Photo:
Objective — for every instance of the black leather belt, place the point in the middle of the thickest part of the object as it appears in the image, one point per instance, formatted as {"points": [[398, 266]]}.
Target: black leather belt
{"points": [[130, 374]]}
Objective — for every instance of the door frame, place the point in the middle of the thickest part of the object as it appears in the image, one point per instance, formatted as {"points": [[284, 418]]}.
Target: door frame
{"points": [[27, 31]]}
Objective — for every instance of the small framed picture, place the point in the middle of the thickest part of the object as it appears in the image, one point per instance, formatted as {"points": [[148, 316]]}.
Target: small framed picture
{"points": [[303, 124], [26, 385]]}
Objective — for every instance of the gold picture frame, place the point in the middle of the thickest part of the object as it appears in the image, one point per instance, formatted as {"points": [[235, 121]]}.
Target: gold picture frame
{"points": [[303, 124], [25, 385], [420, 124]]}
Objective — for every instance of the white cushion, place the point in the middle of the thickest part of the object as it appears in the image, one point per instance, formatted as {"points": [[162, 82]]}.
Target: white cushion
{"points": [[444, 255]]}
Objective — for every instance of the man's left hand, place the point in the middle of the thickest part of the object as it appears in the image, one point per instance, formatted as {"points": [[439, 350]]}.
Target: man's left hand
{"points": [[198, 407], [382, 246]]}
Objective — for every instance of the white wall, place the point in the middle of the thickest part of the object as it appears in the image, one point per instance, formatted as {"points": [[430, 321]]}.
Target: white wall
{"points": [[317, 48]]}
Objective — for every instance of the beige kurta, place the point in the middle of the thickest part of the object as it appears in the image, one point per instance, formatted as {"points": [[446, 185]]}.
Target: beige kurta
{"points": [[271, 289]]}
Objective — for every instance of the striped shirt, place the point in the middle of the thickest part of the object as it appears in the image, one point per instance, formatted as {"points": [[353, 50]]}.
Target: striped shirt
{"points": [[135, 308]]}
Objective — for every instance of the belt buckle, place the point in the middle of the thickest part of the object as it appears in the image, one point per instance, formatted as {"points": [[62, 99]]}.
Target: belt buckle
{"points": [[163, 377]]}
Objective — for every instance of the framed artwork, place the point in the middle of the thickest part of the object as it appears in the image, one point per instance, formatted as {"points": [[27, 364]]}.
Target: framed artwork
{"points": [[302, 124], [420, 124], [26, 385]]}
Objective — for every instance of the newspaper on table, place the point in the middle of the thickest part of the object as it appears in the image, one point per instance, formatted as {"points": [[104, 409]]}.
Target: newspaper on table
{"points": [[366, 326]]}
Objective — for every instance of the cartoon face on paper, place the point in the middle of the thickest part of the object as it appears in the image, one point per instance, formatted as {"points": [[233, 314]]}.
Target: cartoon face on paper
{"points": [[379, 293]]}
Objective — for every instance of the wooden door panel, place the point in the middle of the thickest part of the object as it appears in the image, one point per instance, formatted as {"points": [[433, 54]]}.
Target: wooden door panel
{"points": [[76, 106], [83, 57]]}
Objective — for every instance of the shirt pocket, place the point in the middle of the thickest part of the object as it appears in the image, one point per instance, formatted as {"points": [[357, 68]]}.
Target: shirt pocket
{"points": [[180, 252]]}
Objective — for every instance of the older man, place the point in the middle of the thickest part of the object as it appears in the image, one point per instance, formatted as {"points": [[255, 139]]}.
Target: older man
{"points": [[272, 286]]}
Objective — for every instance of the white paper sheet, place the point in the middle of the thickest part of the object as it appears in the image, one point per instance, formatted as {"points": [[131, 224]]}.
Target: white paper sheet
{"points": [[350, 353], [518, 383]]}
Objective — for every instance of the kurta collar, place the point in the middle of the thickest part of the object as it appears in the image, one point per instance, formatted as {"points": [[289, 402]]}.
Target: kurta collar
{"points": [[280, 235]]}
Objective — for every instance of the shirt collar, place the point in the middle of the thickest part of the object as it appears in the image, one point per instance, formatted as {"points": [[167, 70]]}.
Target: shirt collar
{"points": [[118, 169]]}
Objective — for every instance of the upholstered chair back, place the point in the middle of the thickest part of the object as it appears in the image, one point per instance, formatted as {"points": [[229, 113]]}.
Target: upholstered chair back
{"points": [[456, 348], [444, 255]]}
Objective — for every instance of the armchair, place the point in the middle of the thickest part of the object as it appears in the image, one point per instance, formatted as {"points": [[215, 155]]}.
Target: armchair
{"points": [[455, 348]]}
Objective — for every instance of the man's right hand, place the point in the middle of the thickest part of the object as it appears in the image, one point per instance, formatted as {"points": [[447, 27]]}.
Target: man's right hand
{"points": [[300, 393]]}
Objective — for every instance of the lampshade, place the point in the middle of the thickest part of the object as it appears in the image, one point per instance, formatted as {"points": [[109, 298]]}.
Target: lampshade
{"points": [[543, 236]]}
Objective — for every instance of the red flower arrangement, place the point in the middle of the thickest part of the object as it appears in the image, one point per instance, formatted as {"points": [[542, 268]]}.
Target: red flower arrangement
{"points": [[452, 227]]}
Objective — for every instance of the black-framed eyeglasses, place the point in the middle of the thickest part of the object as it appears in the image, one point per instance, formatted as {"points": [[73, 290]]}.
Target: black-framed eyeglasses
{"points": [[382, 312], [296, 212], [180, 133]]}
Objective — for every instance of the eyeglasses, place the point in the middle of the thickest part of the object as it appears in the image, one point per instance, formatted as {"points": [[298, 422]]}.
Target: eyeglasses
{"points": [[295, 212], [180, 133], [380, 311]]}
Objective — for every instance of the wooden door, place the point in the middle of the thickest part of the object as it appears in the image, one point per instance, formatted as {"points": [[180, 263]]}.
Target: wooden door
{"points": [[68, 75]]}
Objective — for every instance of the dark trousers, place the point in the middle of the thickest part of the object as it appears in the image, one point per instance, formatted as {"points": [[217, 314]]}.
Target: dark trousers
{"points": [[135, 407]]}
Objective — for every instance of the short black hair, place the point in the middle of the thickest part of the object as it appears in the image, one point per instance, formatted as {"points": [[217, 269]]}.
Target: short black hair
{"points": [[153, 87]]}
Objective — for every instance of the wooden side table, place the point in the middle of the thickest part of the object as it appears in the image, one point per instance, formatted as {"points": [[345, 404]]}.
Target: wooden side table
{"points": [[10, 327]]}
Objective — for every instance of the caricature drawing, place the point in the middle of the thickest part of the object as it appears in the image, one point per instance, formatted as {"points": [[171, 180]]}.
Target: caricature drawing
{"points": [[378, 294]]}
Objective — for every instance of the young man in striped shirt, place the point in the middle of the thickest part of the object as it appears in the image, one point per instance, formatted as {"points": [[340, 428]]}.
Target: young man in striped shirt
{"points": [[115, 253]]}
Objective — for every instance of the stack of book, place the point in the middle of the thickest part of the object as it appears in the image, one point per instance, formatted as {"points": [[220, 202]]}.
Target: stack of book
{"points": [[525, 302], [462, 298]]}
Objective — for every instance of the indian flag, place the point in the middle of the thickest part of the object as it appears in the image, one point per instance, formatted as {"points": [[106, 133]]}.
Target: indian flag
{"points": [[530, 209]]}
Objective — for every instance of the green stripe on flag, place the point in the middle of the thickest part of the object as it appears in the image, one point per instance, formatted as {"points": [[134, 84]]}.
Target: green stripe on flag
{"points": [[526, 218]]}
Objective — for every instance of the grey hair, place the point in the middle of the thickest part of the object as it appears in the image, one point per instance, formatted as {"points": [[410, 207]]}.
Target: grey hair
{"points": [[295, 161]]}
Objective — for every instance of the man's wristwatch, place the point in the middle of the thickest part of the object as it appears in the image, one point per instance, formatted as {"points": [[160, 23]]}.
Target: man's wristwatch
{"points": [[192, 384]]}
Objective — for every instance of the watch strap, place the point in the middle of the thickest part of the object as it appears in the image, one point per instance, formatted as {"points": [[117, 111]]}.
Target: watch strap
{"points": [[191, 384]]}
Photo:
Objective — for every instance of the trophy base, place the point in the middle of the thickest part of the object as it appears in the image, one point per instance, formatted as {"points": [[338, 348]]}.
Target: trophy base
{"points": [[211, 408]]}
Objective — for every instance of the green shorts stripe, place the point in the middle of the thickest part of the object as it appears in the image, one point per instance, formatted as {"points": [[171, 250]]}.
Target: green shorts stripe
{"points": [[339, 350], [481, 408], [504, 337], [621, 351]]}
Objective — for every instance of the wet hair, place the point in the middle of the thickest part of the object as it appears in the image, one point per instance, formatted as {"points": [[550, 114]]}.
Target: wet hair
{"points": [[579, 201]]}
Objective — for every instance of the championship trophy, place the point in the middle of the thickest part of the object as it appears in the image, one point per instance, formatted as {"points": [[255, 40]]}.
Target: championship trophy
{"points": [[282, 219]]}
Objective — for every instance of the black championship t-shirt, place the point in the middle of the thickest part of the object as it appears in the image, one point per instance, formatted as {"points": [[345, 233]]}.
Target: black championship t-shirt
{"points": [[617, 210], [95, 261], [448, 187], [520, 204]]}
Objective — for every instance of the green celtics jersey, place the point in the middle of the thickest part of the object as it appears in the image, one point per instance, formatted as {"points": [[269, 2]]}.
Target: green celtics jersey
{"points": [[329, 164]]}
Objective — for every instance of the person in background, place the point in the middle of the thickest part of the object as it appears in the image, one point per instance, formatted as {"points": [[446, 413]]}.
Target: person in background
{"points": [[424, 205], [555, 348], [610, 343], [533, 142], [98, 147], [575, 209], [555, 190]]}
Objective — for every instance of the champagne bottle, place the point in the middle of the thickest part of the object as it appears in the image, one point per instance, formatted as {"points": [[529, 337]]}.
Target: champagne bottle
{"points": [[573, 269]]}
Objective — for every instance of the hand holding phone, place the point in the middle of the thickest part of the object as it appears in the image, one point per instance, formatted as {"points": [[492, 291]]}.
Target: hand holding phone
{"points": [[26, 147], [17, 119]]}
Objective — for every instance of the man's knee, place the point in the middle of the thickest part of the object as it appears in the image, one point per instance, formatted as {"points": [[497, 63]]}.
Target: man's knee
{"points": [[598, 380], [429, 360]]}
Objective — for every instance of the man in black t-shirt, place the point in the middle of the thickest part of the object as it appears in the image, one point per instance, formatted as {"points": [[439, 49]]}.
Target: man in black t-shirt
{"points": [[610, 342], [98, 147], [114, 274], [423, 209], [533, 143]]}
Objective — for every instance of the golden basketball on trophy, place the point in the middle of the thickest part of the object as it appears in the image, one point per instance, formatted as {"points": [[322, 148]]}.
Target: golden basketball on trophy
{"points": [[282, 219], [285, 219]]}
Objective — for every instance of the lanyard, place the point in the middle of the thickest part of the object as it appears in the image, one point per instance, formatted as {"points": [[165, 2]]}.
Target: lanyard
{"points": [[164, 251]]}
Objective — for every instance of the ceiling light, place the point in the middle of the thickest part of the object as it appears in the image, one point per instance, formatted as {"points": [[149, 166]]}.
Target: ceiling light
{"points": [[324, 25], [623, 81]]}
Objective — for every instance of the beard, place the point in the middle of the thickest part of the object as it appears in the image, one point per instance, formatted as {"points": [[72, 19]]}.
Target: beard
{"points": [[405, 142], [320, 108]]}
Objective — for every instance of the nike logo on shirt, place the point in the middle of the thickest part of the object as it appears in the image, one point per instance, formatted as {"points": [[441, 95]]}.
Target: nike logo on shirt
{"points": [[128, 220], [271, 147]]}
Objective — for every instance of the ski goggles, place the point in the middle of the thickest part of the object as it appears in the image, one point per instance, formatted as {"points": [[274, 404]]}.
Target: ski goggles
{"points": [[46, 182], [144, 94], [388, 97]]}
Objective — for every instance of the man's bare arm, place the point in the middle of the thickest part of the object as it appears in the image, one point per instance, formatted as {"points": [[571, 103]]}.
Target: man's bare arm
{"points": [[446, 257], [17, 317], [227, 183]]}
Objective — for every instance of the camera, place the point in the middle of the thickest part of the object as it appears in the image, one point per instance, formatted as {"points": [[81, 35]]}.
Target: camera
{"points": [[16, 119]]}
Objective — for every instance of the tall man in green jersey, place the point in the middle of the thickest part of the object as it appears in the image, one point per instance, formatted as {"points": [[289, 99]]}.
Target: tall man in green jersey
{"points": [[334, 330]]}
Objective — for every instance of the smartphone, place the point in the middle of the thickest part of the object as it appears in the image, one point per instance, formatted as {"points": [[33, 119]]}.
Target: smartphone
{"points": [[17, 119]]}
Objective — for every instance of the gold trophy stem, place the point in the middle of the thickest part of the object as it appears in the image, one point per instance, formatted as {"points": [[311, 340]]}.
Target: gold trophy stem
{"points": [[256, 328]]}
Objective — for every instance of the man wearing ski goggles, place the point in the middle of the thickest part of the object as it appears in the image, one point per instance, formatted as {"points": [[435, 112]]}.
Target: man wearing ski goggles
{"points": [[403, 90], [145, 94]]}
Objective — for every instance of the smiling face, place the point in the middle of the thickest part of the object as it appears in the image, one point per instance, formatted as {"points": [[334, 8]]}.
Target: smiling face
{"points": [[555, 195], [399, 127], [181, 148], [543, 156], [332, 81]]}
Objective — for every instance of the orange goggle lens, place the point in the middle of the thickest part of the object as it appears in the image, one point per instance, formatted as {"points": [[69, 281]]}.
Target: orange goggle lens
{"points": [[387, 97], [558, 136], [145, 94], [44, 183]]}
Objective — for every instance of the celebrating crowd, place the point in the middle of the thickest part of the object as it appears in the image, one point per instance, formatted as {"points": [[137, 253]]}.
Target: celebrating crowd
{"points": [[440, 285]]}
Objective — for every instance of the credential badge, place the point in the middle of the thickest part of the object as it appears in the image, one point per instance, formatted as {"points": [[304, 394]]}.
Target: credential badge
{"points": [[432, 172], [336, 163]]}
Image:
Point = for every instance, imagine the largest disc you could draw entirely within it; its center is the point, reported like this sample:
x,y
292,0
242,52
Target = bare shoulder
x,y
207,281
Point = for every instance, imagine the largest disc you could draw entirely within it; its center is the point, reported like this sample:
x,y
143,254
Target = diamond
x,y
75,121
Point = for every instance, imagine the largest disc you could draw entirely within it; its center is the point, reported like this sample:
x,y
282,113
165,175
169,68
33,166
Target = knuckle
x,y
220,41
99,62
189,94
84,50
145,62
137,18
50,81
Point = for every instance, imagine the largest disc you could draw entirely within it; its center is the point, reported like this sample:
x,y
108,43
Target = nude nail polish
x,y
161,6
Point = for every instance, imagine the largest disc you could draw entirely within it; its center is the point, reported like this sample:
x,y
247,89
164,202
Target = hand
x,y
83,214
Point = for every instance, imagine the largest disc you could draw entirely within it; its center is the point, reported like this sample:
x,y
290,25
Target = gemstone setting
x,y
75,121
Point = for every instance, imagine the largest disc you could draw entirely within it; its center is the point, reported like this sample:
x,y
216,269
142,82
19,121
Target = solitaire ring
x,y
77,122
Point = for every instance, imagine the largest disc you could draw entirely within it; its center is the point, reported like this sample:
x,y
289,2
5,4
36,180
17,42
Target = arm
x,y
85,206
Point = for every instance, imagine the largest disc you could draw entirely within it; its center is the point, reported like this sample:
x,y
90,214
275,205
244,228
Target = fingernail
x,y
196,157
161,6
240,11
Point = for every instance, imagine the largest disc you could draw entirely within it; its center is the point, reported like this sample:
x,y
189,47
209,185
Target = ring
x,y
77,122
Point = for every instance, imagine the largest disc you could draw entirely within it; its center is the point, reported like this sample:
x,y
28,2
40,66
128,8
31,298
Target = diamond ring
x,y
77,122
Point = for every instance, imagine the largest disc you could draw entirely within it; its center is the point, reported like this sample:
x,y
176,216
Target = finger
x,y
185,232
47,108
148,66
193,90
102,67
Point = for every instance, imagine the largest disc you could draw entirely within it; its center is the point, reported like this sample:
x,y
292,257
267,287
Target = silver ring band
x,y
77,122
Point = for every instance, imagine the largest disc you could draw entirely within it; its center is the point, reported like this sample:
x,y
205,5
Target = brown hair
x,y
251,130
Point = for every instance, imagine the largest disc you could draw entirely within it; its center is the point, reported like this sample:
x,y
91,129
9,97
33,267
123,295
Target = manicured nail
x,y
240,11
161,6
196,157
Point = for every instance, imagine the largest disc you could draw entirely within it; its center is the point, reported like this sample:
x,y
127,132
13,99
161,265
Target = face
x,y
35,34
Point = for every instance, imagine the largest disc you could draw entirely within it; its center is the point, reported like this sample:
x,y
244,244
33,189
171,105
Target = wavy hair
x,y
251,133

_ _ _ _ _ _ _

DESCRIPTION OF THE TASK:
The required answer is the exact run of lines above starting at the line with "Target: watch strap" and ending at the line with "Objective — for every instance of the wet", with both ends present.

WORKED SOLUTION:
Target: watch strap
{"points": [[191, 384]]}
Photo:
Objective — for every instance of the trophy base, place the point in the middle of the thickest part of the object as it appears in the image, one point per instance, formatted as {"points": [[338, 348]]}.
Target: trophy base
{"points": [[211, 408]]}
Objective — for every instance of the green shorts stripe, place the point in the middle of the thickest part of the object as it appears in the image, one point per instance, formatted as {"points": [[171, 250]]}.
Target: green shorts stripe
{"points": [[339, 350], [481, 408], [504, 337], [621, 351]]}
Objective — for every instance of the wet hair, place the point in the middle of the thickest part of the object as it appears in the image, one point per instance, formatted as {"points": [[550, 114]]}.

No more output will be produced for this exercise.